Write out exactly the lines between the line containing "Q. Point out the star" and the end of the records, counting both ends, and leave out all pictures.

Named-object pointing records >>
^^^^
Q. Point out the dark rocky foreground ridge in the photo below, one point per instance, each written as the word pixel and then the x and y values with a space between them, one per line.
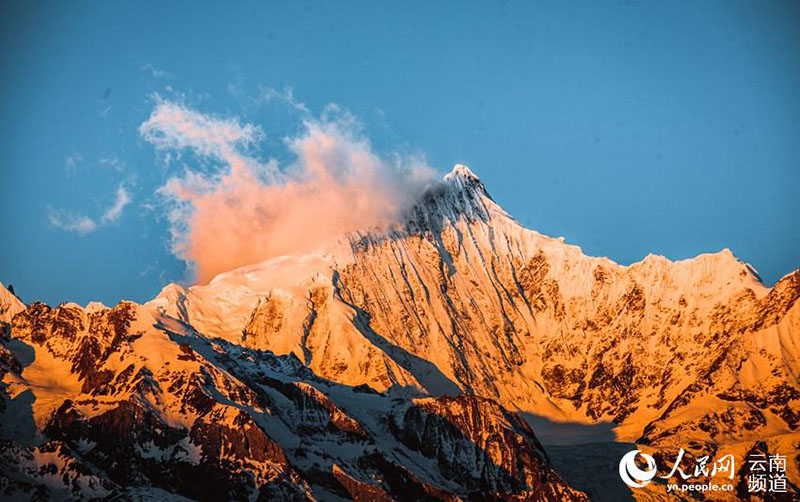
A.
pixel 384 367
pixel 121 404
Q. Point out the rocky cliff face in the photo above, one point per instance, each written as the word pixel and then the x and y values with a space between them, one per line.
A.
pixel 128 404
pixel 458 298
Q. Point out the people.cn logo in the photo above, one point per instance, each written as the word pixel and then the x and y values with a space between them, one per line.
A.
pixel 630 472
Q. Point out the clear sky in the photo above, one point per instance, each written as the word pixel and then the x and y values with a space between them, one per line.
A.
pixel 626 127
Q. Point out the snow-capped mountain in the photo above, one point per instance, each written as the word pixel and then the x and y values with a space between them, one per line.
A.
pixel 413 360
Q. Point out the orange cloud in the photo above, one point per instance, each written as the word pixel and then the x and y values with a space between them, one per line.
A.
pixel 249 211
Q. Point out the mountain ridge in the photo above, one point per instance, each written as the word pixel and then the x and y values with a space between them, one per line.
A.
pixel 459 299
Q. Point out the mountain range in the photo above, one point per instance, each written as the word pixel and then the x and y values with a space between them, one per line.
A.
pixel 452 356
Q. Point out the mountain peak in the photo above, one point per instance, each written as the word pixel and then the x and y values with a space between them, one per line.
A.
pixel 460 170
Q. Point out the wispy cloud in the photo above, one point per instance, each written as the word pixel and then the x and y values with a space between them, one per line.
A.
pixel 154 72
pixel 113 213
pixel 246 210
pixel 71 222
pixel 82 224
pixel 286 97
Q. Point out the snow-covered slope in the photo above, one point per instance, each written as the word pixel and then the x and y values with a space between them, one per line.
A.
pixel 127 403
pixel 459 298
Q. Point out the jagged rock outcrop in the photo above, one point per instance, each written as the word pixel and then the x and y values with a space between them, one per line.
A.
pixel 456 298
pixel 127 403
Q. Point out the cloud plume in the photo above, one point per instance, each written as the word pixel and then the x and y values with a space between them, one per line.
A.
pixel 244 210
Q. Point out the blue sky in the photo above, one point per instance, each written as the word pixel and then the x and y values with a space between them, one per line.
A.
pixel 626 127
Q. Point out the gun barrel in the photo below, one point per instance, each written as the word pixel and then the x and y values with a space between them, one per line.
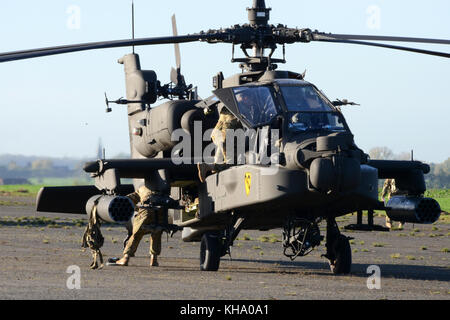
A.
pixel 413 209
pixel 115 209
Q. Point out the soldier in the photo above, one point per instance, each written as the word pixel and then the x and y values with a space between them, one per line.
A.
pixel 146 215
pixel 226 121
pixel 389 189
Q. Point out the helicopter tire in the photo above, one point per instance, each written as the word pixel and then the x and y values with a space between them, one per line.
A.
pixel 343 256
pixel 210 252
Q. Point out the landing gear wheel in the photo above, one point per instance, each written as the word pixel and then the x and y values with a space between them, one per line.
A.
pixel 210 252
pixel 342 262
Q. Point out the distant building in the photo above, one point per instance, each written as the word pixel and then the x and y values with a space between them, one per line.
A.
pixel 13 181
pixel 100 149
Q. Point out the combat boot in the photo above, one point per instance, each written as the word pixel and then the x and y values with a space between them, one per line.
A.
pixel 388 223
pixel 203 169
pixel 123 261
pixel 154 261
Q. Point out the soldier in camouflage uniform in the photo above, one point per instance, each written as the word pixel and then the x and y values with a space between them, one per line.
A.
pixel 145 216
pixel 226 121
pixel 389 189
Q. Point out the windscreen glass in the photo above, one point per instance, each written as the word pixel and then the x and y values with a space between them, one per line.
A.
pixel 304 98
pixel 255 104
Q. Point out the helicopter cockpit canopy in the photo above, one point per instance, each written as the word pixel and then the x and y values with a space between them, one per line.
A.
pixel 304 98
pixel 308 110
pixel 255 104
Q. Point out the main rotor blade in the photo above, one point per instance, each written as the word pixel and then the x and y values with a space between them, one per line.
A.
pixel 177 46
pixel 34 53
pixel 384 38
pixel 320 37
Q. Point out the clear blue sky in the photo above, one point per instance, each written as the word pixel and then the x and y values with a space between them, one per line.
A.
pixel 54 106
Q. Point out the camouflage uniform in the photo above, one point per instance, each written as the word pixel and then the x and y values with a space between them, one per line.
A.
pixel 390 189
pixel 144 216
pixel 226 121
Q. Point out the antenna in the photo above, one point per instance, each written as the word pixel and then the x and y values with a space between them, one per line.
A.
pixel 132 21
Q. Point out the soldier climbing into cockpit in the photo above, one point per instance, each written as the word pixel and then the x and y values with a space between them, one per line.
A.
pixel 226 121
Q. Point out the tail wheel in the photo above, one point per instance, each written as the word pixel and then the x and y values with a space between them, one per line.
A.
pixel 210 252
pixel 342 262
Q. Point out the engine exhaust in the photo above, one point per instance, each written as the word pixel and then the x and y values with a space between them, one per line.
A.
pixel 413 209
pixel 114 209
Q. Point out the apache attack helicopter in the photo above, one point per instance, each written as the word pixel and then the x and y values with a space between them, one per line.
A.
pixel 316 172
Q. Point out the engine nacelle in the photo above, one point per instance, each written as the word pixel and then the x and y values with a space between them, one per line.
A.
pixel 115 209
pixel 413 209
pixel 162 121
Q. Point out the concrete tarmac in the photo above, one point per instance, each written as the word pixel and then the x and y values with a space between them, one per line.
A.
pixel 41 254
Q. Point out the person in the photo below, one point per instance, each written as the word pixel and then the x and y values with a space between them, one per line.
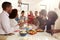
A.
pixel 17 19
pixel 5 27
pixel 13 22
pixel 36 14
pixel 42 19
pixel 30 18
pixel 52 17
pixel 23 17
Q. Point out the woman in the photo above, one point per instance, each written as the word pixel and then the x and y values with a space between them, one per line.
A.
pixel 52 17
pixel 13 22
pixel 42 19
pixel 22 17
pixel 30 18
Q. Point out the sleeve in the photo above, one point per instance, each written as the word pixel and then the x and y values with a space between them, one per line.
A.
pixel 6 24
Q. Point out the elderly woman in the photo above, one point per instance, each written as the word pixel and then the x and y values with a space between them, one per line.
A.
pixel 52 17
pixel 13 22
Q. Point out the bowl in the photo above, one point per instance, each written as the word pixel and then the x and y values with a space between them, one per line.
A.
pixel 23 34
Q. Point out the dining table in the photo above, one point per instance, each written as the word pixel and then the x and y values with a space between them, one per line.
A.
pixel 37 36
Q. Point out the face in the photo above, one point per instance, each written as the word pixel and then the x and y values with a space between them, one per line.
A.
pixel 9 9
pixel 22 14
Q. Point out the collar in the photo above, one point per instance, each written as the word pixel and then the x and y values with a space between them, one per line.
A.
pixel 5 13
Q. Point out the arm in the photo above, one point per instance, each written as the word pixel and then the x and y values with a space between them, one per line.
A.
pixel 6 24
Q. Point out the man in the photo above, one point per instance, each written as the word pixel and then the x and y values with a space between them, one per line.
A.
pixel 5 27
pixel 42 19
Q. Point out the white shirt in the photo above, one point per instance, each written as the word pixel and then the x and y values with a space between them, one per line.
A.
pixel 5 27
pixel 14 24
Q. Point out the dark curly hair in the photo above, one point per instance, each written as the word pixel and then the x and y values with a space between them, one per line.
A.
pixel 43 12
pixel 13 14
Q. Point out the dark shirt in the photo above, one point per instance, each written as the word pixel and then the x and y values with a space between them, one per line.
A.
pixel 49 23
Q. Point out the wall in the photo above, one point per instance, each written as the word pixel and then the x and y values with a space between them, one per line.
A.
pixel 35 5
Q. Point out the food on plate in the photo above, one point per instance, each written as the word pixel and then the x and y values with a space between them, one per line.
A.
pixel 39 30
pixel 32 32
pixel 23 33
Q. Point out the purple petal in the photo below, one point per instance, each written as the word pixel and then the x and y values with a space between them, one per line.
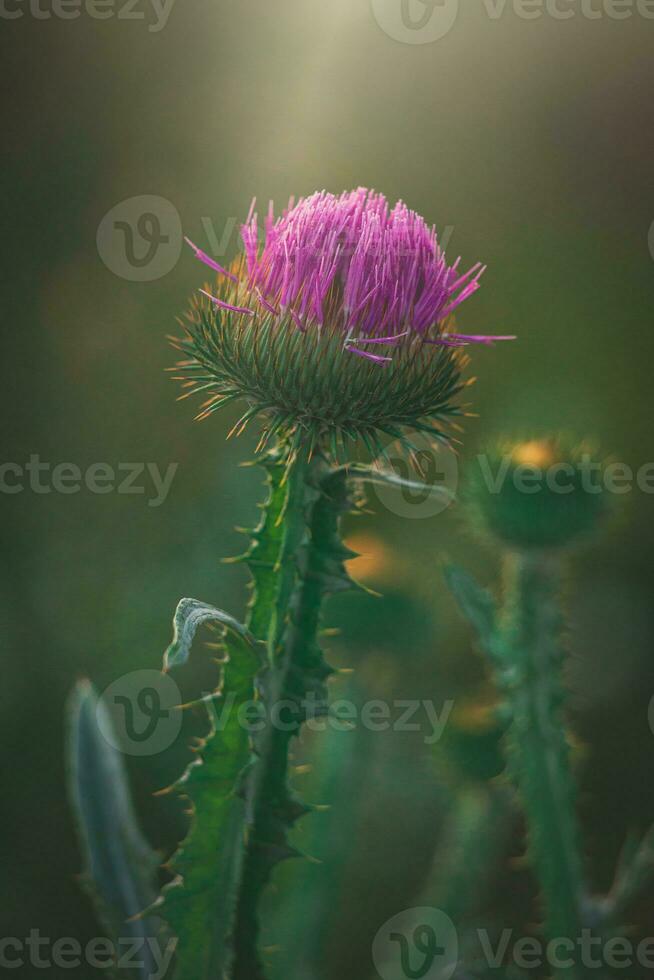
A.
pixel 228 306
pixel 203 257
pixel 377 358
pixel 479 338
pixel 381 340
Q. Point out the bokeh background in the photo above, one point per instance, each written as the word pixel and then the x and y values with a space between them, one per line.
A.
pixel 529 143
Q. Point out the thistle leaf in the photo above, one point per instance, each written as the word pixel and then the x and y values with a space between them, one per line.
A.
pixel 120 868
pixel 189 616
pixel 199 904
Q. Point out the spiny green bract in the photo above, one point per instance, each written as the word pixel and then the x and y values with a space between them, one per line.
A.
pixel 538 494
pixel 306 387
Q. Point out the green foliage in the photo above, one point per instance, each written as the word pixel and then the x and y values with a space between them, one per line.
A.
pixel 525 647
pixel 294 381
pixel 120 868
pixel 199 904
pixel 310 566
pixel 543 493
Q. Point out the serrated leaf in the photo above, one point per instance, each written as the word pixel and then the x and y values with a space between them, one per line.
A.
pixel 199 905
pixel 120 867
pixel 189 616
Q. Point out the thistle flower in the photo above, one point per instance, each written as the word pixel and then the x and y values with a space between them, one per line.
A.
pixel 338 324
pixel 538 494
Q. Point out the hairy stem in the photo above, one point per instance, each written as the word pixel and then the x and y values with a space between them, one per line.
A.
pixel 292 685
pixel 538 751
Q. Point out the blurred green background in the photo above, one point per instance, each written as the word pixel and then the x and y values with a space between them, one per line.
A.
pixel 530 142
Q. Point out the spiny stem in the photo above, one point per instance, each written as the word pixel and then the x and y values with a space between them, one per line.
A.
pixel 309 565
pixel 538 751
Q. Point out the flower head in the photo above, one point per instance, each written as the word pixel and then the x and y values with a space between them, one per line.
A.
pixel 339 322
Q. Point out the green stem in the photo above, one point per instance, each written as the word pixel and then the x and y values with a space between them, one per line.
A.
pixel 538 751
pixel 292 686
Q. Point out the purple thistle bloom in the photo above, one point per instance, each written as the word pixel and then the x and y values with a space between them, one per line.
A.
pixel 333 274
pixel 382 267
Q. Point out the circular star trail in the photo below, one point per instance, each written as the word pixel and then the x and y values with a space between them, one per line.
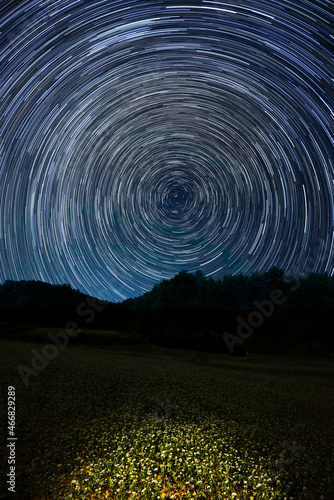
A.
pixel 139 138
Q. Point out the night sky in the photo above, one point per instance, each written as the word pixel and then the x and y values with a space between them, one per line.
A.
pixel 139 138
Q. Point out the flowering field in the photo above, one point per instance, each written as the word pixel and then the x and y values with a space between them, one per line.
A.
pixel 97 424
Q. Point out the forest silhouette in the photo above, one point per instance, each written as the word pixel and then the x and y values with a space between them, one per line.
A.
pixel 276 313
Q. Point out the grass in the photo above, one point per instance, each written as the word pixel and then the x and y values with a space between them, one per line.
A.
pixel 98 424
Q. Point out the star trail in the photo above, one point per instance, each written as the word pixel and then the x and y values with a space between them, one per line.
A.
pixel 139 138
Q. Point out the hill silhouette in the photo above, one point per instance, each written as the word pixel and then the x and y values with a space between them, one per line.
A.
pixel 266 312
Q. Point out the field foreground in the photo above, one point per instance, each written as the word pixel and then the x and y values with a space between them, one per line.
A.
pixel 98 424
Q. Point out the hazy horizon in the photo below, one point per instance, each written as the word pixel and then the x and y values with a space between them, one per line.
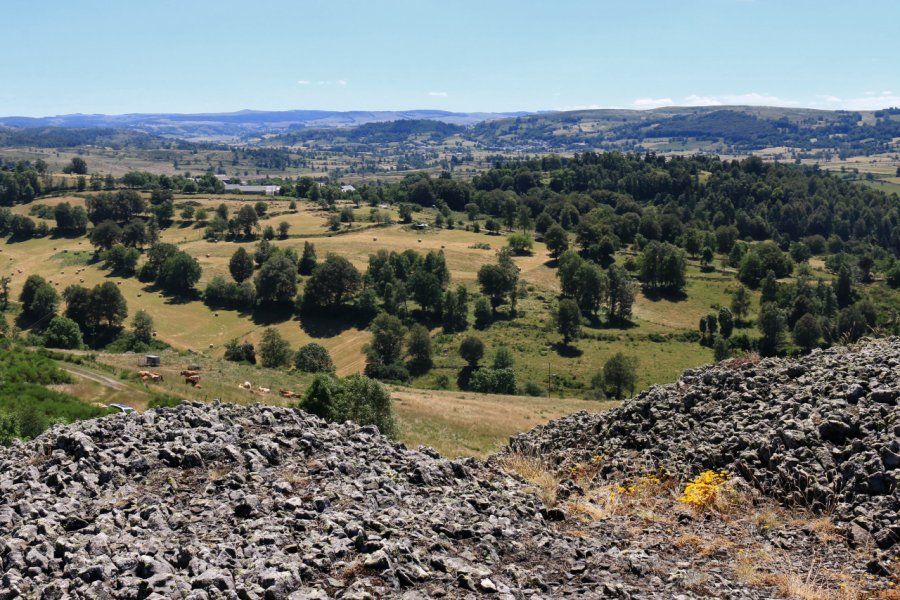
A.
pixel 214 57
^^^^
RESULT BELOW >>
Q. Point out the star trail in the photo above, one point per instance, each written as the word pixel and then the x and y values with a space between them, one per line.
A.
pixel 139 138
Q. Point out the hill silhouette in the photo above, one point per instance, each written as the word pixel and then the x and y values with a space between them, one per line.
A.
pixel 266 312
Q. Point out the field foreground in the photo above, one point per instance, each written as the word pixel and then the x and y values with a space between them, one per line.
A.
pixel 98 424
Q. Point out the hazy horizon in the photo below, one point per instance, each written as the word pixel and then the x and y values with a space between them, one per line.
A.
pixel 214 57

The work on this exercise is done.